**To be done**
Copy the data that follows exactly. Include no pictures.

Point labeling dataset excerpts
============

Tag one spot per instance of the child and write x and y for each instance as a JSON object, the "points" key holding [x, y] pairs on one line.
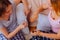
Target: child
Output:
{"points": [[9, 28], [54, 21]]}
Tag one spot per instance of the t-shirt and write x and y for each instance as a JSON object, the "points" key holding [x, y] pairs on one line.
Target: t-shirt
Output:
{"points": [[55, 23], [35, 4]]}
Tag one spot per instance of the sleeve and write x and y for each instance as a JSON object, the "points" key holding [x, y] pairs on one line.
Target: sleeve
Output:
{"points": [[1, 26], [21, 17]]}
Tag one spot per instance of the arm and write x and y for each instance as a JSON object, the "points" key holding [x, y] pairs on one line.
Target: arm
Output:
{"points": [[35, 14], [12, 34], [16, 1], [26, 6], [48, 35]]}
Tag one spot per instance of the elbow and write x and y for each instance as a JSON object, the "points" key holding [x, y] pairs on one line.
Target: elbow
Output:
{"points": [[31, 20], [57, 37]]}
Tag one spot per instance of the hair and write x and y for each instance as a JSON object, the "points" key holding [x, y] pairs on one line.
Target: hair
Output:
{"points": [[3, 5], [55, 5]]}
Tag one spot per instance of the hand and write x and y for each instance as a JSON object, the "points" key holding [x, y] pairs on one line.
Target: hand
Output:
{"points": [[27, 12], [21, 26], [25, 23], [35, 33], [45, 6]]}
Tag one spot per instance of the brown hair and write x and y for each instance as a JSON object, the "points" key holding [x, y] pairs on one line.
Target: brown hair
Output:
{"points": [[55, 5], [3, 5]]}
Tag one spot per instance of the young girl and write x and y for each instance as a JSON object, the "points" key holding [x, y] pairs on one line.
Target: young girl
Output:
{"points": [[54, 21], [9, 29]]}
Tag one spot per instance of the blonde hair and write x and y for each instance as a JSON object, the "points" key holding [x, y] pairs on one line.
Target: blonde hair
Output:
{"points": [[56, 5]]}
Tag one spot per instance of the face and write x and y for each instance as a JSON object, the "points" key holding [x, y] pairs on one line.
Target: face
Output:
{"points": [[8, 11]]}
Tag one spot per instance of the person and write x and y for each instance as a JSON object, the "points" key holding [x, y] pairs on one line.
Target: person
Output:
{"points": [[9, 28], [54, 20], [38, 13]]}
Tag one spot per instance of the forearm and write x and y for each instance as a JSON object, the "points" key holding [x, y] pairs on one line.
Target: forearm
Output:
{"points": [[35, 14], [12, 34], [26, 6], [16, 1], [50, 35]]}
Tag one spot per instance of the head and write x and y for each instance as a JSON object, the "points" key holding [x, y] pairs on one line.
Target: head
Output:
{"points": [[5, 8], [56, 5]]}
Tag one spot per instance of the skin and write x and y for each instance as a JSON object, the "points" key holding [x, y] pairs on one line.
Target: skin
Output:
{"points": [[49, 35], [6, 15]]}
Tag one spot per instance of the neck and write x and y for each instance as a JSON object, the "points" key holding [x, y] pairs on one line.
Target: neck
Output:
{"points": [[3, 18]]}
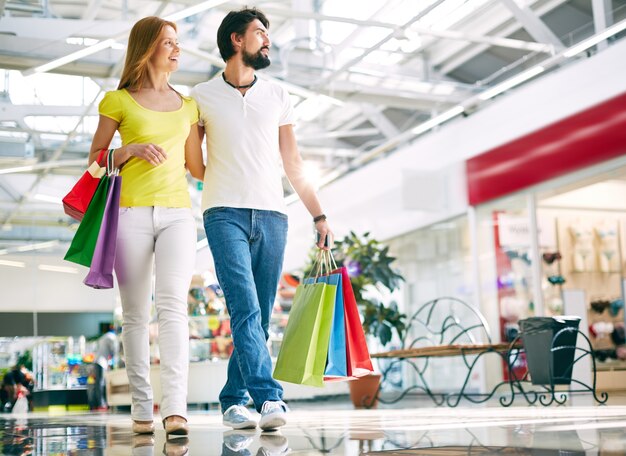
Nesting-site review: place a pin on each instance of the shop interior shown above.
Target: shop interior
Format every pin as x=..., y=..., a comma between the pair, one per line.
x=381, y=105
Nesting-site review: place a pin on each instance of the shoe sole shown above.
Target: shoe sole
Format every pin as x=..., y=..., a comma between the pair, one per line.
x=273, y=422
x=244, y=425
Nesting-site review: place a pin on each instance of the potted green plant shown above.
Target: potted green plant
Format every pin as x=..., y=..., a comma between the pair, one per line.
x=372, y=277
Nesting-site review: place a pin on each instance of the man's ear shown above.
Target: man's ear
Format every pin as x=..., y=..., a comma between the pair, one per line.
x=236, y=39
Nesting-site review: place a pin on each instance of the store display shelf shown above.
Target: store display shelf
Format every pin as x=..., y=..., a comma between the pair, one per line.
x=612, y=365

============

**Task answer**
Tag one spot per instance of the child and write x and y for each instance as a JSON object, the "points" key holding [x, y] pairs on one line.
Target: child
Output:
{"points": [[9, 28], [54, 21]]}
Tag one spot per instance of the t-shirt and write x and y for each instance as a JSON object, the "points" key holding [x, y] pairs on one line.
Target: t-shirt
Output:
{"points": [[55, 23], [35, 4]]}
Tag one spot per instance of the sleeve and write x and y for each instance as a JSON object, the "points" key holding [x, y] pairs on one line.
Target: sleeve
Output:
{"points": [[1, 26], [21, 17]]}
Tag one spot per instance of the arm and write x and y for each instance as a JSON object, the "points" key holding [x, y] pairs on one line.
Target: arm
Output:
{"points": [[35, 14], [12, 34], [16, 1], [26, 6], [48, 35]]}
Tag one spot per instance of the elbow and write x and y for each instance as a JSON object, the "points" key holding [x, y] pairs on one line.
Target: elbow
Output:
{"points": [[31, 20], [57, 37]]}
Tag one spot per instance of the hair and write x and y for each instance as a JSON object, the "points" key holding [x, y] pairs on one line.
Target: hair
Output:
{"points": [[3, 5], [55, 5]]}
Tag one spot per instance of the hand and write x and y for each instance as a JSON object, the "points" key holding [x, y] pairs on one line.
Target: hand
Output:
{"points": [[27, 12], [21, 26], [25, 23], [35, 33], [45, 6]]}
Tag one spot per instance of the brown hair and write x and y for each instance as a JSON object, the "points" key holding [x, y] pairs on one line.
Target: brown hair
Output:
{"points": [[55, 5], [3, 5]]}
Tag one spot per instance of the young girl and write x and y for each instance as a JSON object, the "points" key holding [x, y] pairs on one line.
Target: young girl
Output:
{"points": [[54, 21], [9, 29]]}
Tag one spot per instance of the blonde hair and write x and y for each instance as a JSON object, the "points" key holding [x, y] pairs on one line.
Target: blonde hair
Output:
{"points": [[56, 5]]}
Tag one spot per instance of the face and write x and y for each instance as a JSON object, the "points" key holding [x, y] pairs on one line.
Target: face
Output:
{"points": [[8, 11]]}
Tag one spot per instance of the person and write x and y for each instance as a JSON object, the "points" key holding [x, y] pairs on one line.
Target: person
Output:
{"points": [[9, 28], [54, 20], [38, 13]]}
Tag one spot per instance of the forearm and write x and y for each instance as a JSON object, the "points" key holding [x, y] pairs on one line.
Target: forearm
Output:
{"points": [[35, 14], [12, 34], [26, 6], [16, 1], [50, 35]]}
Tag one spot per instance of the head and write x and y for each instance as a JSON object, the "points" key holding [x, y] pairs on one line.
Target: head
Output:
{"points": [[5, 8], [56, 5]]}
Tag one spot per instance of the skin and write x and y for each instance as a JSON object, the "points" key holding [x, y] pairs on one line.
Target: skin
Output:
{"points": [[49, 35], [6, 15]]}
Tag one spot per instance of the neck and write x and y for each instance as a JSON object, the "points" key holding [x, y] pairs on one line.
Target: neck
Output:
{"points": [[3, 18]]}
Nesting-site review: place a pin on each instance of the shop interior shown above.
Target: shop interior
Format every pin as x=..., y=..., a comma between the pair, one per line.
x=381, y=105
Nesting-site review: place a pin on each instance of the shoe sole shown above.
Target: shoe sole
Format every pin as x=..., y=..., a comma between the pair, one per line.
x=273, y=422
x=244, y=425
Nesting-site review: place a pin on each instance of the potted green plant shown above.
Target: potted green plant
Format every pin as x=..., y=..., a comma between the pair, one per line.
x=372, y=277
Nesting-site review: place a pin on each instance of the man's ear shown above.
Target: man's ear
Format every pin as x=..., y=..., a comma between the pair, one per line.
x=236, y=39
Nesting-site review: place a pin on each instance of the store display shelf shown above.
Target: store display shelf
Format every pin as x=..., y=..., a comma between the pair, one per line.
x=612, y=365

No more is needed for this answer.